**Source text:**
Supreme Court of Arkansas
Jul 5, 1926
286 S.W. 811 (Ark. 1926)

Opinion

Opinion delivered July 5, 1926.

1. APPEAL AND ERROR — CONCLUSIVENESS OF RECORD. — On appeal the record will be accepted as correct, as against a contention to the contrary in the brief. 2. APPEAL AND ERROR — PRESUMPTION IN ABSENCE OF EVIDENCE. — Where the evidence was not preserved in the record, it will, be presumed on appeal that the recitals of the decree and findings of the court were correct. 3. SHERIFFS — ACTIONS FOR ACCOUNTING. — Under Crawford Moses' Dig., 8312, authorizing the prosecuting attorney "to commence and prosecute actions, both civil and criminal, in which the State or any county in his circuit may be concerned," the prosecuting attorney may bring a action for accounting against a sheriff to recover interest on public funds and excessive fees, without an order of the county court directing him to bring such action, and, where such authority is exercised, it will be presumed, in the absence of a contrary showing, that it was rightly exercised, 4. EQUITY — WAIVER OF OBJECTIONS TO JURISDICTION. — Where a party has invoked the jurisdiction of the chancery court, he cannot thereafter object to the jurisdiction unless the subject matter is wholly without the jurisdiction of the court under all circumstances.

Appeal from Arkansas Chancery Court, Northern. District; John M. Elliott, Chancellor; affirmed.

Botts O'Daniel and W. J. Waggoner, for appellant.

Bogle Sharp, R. E. Holt and John L. Ingram, amici curiae.

**List of tasks:**
**A)** Who was the chancellor in the lower court, according to the 1926 Arkansas Supreme Court opinion?
**B)** Resume the 1926 Arkansas Supreme Court opinion, starting after its last line.
The items after this point are separate material with no connection to the court opinion.

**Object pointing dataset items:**
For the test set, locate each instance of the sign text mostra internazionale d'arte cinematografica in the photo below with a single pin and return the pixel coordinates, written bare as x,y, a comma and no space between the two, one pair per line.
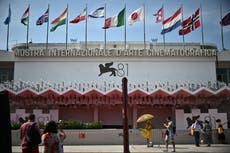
114,52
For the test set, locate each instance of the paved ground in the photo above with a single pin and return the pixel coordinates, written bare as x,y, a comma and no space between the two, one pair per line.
215,148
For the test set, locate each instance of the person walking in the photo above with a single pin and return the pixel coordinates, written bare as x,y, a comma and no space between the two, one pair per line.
169,134
207,133
28,130
196,127
220,132
50,138
61,135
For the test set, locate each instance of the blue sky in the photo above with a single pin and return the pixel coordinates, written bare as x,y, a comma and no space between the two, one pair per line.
210,14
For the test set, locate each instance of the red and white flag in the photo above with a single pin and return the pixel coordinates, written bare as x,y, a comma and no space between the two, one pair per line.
80,17
159,15
137,15
191,23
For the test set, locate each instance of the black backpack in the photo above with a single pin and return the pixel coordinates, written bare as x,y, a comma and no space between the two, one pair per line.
174,129
33,136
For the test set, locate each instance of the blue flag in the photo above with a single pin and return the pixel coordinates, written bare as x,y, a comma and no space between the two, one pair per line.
44,18
7,20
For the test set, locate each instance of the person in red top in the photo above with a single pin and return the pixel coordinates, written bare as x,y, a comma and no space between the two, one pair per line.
24,135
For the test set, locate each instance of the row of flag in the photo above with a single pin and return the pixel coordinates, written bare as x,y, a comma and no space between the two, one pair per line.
169,24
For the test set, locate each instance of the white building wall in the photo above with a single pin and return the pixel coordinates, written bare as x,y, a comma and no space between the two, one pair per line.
151,70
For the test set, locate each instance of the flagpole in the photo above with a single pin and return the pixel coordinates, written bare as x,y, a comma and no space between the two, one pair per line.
8,31
144,29
105,28
125,25
222,32
27,30
66,39
47,28
202,30
86,28
182,14
163,25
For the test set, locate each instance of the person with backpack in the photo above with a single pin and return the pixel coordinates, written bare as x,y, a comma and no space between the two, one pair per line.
196,128
220,132
207,133
30,135
169,134
50,139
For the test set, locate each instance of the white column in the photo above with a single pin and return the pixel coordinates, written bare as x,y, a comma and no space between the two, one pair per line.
95,114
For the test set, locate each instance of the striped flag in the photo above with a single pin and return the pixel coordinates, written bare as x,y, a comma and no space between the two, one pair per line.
159,15
8,18
80,17
191,23
25,17
61,20
44,18
172,22
98,13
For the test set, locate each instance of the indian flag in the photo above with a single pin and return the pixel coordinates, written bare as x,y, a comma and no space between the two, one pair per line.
25,17
59,21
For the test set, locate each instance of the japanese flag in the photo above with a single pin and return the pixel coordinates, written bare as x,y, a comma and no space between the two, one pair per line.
137,15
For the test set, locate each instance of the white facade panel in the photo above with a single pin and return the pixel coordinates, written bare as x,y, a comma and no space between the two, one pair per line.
135,71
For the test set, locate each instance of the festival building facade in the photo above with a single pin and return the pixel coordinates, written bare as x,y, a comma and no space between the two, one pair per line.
172,79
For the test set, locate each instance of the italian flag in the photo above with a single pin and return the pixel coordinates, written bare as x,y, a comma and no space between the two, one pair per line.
80,17
25,17
115,21
59,21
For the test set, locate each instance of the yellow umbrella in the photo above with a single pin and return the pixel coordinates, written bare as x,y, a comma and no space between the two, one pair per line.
145,117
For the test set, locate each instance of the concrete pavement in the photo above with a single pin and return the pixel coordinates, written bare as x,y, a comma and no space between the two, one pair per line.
215,148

**Answers to the exercises:**
**A)** John M. Elliott

**B)**
Appellee served as sheriff and ex officio collector of Arkansas County for two consecutive terms, beginning on January 1, 1921, and ending December 31, 1924, and on November 21, 1924, an action was instituted against him by the State of Arkansas for the use and benefit of the State and the county and of the school districts of the county, to recover unaccounted for interest on public funds deposited in bank, and also to recover fees and emoluments of office in excess of $5,000 per annum. Each of the four complaints was identical and the prayer of each was for the same recovery, and it does not appear why separate actions were instituted, but this is unimportant, for the reason that they were consolidated and tried as one case, and a single decree was rendered by the court in favor of appellee. The case therefore may be treated as one case.

In the complaint it is alleged in substance, after setting forth the service of appellee in the office of sheriff and collector for the period of time mentioned above, that, during each year of appellee's incumbency, he deposited public funds in banks in the county and received interest thereon without accounting therefor to the county, and that he had also received each year fees and emoluments of office largely in excess of $5,000. The prayer of the complaint was for an accounting of all funds received by appellee by virtue of his office, and that there be a final decree against appellee "for all funds received by him during the four years of his official term as sheriff and ex officio collector in excess of the $20,000 already determined by law; * * * for all sums received by him as interest from any bank or depositories on account of the placing of said funds belonging to the plaintiffs or any of them in said banks or depositories." The name of the prosecuting attorney of the district appears signed in his official capacity to three of the complaints, and all of the complaints are signed by Mr. A. G. Meehan as attorney.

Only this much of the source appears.